[begin Listing]
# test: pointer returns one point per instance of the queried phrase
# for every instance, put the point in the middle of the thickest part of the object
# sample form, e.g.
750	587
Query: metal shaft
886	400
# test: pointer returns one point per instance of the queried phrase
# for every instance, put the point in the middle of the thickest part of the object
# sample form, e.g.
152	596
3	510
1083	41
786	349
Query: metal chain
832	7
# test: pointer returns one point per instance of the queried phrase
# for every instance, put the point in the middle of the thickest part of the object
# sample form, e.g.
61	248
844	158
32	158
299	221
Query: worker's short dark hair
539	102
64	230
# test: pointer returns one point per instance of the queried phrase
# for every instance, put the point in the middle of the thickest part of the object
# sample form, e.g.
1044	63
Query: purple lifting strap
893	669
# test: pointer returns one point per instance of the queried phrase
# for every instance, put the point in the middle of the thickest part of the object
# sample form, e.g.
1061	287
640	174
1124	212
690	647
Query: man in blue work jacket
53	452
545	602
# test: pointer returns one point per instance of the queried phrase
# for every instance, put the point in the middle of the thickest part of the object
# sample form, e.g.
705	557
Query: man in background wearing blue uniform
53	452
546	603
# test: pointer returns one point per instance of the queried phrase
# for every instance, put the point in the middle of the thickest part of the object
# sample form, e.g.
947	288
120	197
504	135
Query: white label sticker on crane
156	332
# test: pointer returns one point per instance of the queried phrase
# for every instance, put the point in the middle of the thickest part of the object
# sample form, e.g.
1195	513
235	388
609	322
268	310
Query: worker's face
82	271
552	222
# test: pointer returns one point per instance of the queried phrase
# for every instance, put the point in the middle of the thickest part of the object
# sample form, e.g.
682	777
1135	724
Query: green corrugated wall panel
[end Listing]
Short problem: Locate every line in the records above that contains the string "metal" and copy each of those lines. Case counts.

Result:
Query: metal shaft
Query: metal chain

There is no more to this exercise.